== TEXT EXCERPT ==
REMI survey and SDS test were also conducted in the proximity of the microtremor measurements to obtain the shear-wave velocity and soil N-values of the shallow subsurface, respectively for validation of the spectral curves. Both methods were also used for the calculation of the liquefaction potential index (LPI), together with water table depth estimates from the Ground Penetrating Radar (GPR). For the REMI survey, twelve 4.5 Hz geophones were installed on a linear array with about 4- to 8-meter spacing, depending upon site conditions. A sledgehammer was used to induce vibration and microtremor data for analysis were collected using DAQLink II seismograph and Vscope software. Data processing was carried out using REMI Vspect and Disper software to retrieve the shear wave velocity profile of the particular soil deposit. For the SDS test, it involves the penetration of a rotating rod into the soil at 7 incremental loading steps (0.25 to 1.0 kN) until reaching 25 centimeters of penetration. At every 25 centimeters of penetration, several parameters are measured such as torque, load, penetration speed, and rod friction. These parameters are then sent to the proprietary Geoweb server where it automatically evaluates the equivalent N-values. Further details on test operations and parameter estimations are in Orense et al. (2019) and (Daag et al. 2023). For the GPR survey, we employed the MALA ProEx GPR using antenna center frequency of 500 MHz to resolve the shallow water table depth. Raw data were processed in RadExplorer to obtain the radargrams.
===
→ **GIVEN PROBLEM 1**
Gather every line of the listing below that contains the word "small", treating uppercase and lowercase as different.
== GIVEN INFORMATION ==
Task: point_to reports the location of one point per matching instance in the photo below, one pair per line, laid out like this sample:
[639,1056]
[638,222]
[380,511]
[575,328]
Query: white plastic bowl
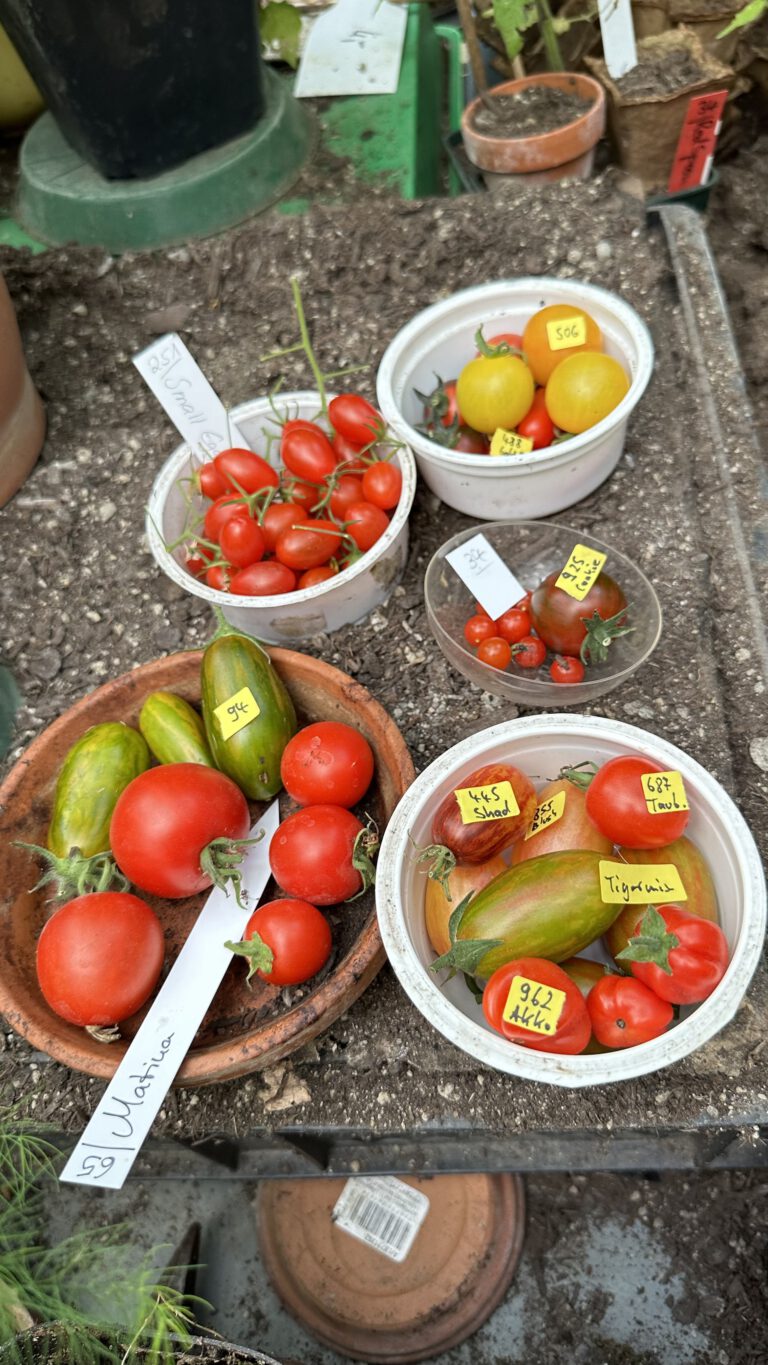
[441,340]
[288,616]
[542,745]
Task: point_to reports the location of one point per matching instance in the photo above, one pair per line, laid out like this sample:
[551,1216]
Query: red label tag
[696,146]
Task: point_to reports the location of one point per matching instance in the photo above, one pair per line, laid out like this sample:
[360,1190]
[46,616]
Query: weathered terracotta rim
[349,976]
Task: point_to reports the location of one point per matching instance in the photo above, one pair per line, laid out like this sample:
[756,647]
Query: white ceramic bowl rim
[182,455]
[557,455]
[689,1033]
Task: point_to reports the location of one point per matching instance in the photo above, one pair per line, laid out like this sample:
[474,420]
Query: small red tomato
[538,1018]
[382,485]
[355,418]
[366,524]
[566,669]
[209,482]
[242,541]
[677,954]
[328,763]
[494,651]
[624,1012]
[513,625]
[285,942]
[529,651]
[242,471]
[263,579]
[479,628]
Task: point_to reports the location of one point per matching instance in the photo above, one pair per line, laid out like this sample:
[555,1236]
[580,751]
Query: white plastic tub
[441,340]
[288,616]
[542,745]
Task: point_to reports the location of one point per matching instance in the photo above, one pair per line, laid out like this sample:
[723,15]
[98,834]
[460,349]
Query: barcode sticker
[381,1211]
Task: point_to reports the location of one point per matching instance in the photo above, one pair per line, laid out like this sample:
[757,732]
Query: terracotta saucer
[366,1305]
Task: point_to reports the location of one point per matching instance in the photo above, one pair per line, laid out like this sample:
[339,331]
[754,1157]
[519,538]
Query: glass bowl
[532,550]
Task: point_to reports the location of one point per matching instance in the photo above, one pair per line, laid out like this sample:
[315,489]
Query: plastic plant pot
[288,616]
[439,340]
[539,745]
[532,550]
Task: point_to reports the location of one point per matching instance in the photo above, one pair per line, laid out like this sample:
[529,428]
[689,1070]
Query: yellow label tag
[565,333]
[581,571]
[534,1006]
[628,883]
[546,814]
[487,803]
[665,792]
[236,713]
[509,442]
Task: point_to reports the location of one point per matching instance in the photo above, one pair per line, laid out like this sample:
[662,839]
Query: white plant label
[182,388]
[353,48]
[618,36]
[381,1211]
[483,571]
[128,1107]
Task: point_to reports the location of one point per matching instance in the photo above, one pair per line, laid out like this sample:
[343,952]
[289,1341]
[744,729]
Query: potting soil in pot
[531,111]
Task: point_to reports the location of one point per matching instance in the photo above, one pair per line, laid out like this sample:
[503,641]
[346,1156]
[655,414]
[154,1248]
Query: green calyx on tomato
[77,875]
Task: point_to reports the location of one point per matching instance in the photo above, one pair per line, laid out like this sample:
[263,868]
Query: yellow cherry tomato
[555,325]
[584,389]
[494,391]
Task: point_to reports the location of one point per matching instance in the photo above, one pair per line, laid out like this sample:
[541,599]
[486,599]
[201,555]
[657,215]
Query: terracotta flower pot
[22,417]
[564,153]
[244,1028]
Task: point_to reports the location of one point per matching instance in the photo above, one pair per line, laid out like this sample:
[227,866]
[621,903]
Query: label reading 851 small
[236,713]
[534,1006]
[487,803]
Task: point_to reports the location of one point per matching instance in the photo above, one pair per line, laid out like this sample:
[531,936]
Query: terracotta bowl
[244,1029]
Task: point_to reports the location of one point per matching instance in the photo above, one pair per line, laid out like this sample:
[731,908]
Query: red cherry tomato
[494,651]
[285,942]
[307,453]
[366,524]
[513,625]
[355,418]
[242,541]
[308,543]
[677,954]
[167,818]
[311,855]
[529,651]
[244,471]
[624,1012]
[566,1023]
[328,763]
[566,669]
[382,485]
[615,803]
[98,957]
[263,579]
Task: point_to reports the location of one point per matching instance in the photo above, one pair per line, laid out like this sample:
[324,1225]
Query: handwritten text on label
[549,812]
[509,442]
[665,792]
[566,332]
[487,803]
[534,1006]
[236,713]
[581,571]
[626,883]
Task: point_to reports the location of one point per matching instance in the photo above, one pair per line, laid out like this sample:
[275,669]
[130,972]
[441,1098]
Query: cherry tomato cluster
[266,533]
[544,385]
[514,896]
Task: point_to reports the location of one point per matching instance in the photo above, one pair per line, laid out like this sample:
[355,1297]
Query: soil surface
[531,111]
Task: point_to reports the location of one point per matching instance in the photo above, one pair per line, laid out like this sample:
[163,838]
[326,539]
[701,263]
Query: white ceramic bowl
[288,616]
[441,340]
[542,745]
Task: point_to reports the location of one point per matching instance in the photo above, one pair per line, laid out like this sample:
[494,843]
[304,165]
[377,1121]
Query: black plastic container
[139,86]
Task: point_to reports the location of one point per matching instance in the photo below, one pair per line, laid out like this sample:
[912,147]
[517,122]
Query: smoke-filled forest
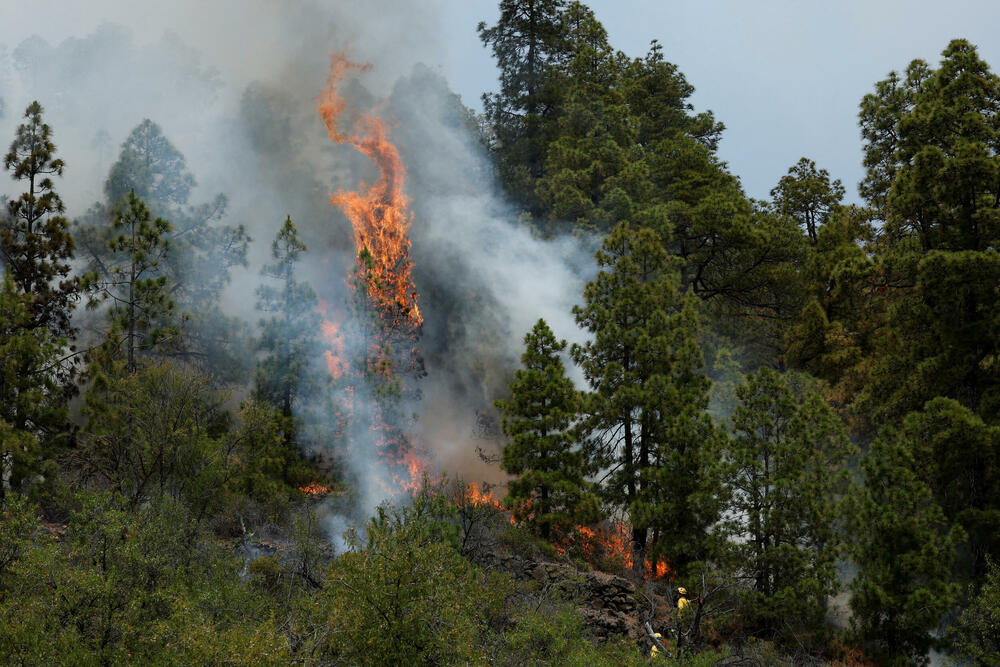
===
→ **GIVEN PROBLEM 2**
Reproduce the survey passage above word for word, in full.

→ **FULL OUTPUT 1**
Query: small red tomato
Query: label reading 851 small

→ **FULL OUTPUT 2**
REMI survey and SDS test were also conducted in the proximity of the microtremor measurements to obtain the shear-wave velocity and soil N-values of the shallow subsurface, respectively for validation of the spectral curves. Both methods were also used for the calculation of the liquefaction potential index (LPI), together with water table depth estimates from the Ground Penetrating Radar (GPR). For the REMI survey, twelve 4.5 Hz geophones were installed on a linear array with about 4- to 8-meter spacing, depending upon site conditions. A sledgehammer was used to induce vibration and microtremor data for analysis were collected using DAQLink II seismograph and Vscope software. Data processing was carried out using REMI Vspect and Disper software to retrieve the shear wave velocity profile of the particular soil deposit. For the SDS test, it involves the penetration of a rotating rod into the soil at 7 incremental loading steps (0.25 to 1.0 kN) until reaching 25 centimeters of penetration. At every 25 centimeters of penetration, several parameters are measured such as torque, load, penetration speed, and rod friction. These parameters are then sent to the proprietary Geoweb server where it automatically evaluates the equivalent N-values. Further details on test operations and parameter estimations are in Orense et al. (2019) and (Daag et al. 2023). For the GPR survey, we employed the MALA ProEx GPR using antenna center frequency of 500 MHz to resolve the shallow water table depth. Raw data were processed in RadExplorer to obtain the radargrams.